Look for the line containing "of the girl's" in the listing below. Retype that line and every subsequent line through the last one, and only those.

====== Records shown

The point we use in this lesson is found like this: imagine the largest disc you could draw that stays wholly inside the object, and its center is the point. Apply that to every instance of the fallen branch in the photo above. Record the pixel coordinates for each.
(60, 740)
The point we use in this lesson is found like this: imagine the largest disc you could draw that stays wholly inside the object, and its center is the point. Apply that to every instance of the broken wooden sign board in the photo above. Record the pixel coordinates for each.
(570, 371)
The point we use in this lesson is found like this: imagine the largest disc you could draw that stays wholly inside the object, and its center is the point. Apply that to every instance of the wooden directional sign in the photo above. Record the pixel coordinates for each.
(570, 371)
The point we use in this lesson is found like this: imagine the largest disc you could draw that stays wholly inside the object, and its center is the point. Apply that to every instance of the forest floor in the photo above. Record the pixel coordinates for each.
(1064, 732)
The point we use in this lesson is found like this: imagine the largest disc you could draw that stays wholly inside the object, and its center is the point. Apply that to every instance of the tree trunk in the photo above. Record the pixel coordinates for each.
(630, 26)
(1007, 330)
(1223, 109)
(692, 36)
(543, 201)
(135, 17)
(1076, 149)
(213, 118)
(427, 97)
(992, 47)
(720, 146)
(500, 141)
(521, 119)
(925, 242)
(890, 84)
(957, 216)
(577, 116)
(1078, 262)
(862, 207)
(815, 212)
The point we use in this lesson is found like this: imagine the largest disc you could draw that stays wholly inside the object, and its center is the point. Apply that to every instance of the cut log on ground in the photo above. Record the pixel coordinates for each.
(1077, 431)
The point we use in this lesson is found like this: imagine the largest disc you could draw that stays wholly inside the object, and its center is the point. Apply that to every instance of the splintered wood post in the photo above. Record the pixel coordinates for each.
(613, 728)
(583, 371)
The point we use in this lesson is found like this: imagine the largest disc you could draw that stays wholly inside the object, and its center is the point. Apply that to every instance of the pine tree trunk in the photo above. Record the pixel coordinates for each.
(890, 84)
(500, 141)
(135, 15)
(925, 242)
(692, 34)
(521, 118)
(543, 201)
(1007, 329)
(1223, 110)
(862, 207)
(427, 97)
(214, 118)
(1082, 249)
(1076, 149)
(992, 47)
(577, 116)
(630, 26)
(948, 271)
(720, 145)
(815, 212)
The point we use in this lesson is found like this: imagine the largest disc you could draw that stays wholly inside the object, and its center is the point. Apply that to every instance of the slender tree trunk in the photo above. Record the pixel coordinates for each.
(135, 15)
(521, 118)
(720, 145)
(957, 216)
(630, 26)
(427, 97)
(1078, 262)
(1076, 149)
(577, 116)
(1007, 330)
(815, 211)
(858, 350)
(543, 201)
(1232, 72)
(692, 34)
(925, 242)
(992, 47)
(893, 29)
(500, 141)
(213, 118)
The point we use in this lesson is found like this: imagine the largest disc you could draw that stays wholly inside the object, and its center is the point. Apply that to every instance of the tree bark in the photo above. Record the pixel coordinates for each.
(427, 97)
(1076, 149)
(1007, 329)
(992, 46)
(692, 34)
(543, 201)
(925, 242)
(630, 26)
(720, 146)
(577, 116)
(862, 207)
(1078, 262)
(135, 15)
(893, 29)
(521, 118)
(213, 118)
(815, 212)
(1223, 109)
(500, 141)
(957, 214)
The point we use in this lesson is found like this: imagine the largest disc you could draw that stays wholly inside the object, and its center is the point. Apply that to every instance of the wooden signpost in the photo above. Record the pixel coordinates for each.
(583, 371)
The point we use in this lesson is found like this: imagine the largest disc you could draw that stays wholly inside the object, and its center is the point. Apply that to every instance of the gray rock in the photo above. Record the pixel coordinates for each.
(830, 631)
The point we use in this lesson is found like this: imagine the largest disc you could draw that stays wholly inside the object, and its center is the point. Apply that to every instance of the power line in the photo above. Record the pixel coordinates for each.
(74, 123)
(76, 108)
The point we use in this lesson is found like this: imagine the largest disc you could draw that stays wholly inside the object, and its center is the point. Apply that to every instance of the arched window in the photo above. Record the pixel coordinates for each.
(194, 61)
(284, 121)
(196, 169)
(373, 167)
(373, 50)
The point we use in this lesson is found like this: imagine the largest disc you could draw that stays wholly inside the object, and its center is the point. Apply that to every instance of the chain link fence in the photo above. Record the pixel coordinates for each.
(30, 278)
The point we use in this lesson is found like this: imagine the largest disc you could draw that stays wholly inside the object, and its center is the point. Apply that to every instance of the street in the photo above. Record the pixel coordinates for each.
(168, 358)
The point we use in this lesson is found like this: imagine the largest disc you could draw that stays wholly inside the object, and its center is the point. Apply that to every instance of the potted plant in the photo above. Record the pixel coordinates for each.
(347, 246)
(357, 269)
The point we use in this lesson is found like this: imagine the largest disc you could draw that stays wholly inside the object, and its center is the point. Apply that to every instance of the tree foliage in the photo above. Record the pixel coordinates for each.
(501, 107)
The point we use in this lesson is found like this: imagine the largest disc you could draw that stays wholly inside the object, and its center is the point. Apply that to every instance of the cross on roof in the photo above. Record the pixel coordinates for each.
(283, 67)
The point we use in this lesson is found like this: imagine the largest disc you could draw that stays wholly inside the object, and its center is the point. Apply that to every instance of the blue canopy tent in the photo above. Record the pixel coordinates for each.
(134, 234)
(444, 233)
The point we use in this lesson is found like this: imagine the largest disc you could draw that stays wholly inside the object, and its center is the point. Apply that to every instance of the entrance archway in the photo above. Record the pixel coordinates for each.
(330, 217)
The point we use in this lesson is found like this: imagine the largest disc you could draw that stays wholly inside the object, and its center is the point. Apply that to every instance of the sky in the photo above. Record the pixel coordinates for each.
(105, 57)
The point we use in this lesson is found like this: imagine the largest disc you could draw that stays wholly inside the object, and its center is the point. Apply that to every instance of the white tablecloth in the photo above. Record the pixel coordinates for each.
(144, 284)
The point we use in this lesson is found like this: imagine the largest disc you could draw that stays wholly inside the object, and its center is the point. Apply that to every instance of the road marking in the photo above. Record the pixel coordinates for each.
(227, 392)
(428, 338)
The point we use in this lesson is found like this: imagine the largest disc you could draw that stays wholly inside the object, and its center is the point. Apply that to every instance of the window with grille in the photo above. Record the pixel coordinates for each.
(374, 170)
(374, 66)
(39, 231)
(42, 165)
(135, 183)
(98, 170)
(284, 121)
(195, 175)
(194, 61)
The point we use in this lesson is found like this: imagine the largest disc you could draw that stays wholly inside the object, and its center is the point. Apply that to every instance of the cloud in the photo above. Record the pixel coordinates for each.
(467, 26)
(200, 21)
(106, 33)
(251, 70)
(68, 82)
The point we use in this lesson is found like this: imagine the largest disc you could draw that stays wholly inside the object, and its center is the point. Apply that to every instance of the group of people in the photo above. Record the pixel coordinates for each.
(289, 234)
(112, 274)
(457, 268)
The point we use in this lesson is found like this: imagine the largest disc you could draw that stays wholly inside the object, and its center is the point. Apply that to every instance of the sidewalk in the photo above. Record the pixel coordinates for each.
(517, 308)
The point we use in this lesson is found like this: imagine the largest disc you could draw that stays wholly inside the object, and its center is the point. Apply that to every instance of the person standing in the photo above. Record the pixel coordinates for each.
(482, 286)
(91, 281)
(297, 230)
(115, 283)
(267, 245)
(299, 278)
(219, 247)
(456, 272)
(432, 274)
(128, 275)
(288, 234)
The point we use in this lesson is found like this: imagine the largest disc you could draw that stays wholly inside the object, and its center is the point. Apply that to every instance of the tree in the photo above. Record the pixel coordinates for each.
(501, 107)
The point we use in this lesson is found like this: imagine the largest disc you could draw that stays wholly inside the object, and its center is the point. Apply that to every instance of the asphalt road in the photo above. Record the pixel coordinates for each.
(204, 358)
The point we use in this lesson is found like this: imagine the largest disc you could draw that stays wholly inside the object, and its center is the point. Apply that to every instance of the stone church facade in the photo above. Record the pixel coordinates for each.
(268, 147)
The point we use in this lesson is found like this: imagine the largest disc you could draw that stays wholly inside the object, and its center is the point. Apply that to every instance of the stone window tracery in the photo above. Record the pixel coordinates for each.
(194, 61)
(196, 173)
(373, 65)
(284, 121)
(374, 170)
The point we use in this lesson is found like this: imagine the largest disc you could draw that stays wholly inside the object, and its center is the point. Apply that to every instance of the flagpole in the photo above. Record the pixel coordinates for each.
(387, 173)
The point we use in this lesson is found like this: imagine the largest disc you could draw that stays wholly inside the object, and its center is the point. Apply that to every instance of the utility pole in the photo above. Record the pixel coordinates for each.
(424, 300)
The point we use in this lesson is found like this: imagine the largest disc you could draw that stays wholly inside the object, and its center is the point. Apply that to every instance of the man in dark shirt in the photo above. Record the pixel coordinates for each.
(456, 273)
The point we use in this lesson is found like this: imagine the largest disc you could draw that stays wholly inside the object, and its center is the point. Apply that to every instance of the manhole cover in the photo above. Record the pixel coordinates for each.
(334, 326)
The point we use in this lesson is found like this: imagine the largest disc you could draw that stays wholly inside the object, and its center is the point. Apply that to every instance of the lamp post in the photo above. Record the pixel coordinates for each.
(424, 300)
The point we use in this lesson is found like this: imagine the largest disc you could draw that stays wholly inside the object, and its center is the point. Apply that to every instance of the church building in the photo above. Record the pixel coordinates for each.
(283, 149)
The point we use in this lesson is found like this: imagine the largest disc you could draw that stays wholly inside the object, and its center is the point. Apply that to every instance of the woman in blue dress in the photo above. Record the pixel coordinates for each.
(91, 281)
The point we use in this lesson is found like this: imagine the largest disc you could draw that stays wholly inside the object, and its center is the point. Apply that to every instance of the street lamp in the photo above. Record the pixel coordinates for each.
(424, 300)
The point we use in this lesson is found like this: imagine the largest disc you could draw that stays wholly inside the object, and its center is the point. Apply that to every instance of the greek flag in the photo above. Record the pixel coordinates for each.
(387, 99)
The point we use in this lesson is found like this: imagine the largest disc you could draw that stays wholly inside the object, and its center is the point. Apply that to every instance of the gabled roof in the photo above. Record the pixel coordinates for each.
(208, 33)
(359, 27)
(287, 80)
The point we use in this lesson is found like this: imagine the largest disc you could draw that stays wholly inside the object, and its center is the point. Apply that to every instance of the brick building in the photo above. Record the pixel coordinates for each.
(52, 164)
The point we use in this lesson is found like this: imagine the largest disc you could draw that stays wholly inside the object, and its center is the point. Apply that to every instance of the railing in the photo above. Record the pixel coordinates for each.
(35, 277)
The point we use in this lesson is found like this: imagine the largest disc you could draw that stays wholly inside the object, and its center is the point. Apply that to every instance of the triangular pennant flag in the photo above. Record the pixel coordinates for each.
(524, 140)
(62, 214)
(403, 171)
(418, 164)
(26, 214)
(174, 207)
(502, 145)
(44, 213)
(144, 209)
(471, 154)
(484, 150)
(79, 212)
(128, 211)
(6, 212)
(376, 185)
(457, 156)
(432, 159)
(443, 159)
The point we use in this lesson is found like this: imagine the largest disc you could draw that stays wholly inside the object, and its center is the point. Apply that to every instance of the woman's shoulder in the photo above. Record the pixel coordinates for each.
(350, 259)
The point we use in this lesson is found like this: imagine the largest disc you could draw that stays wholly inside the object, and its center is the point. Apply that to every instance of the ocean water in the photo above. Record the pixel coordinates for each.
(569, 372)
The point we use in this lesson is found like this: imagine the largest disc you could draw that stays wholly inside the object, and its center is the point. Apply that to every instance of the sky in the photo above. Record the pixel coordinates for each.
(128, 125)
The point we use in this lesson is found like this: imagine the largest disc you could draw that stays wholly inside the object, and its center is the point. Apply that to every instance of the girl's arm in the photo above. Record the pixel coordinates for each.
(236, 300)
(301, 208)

============

#### Exercise response:
The point we use in this lesson is found like this: imagine the largest disc you could draw that stays wholly inside the object, and its center is the point. Apply that to every instance of the girl's arm in the photo above. Record the pixel coordinates for each.
(236, 300)
(301, 208)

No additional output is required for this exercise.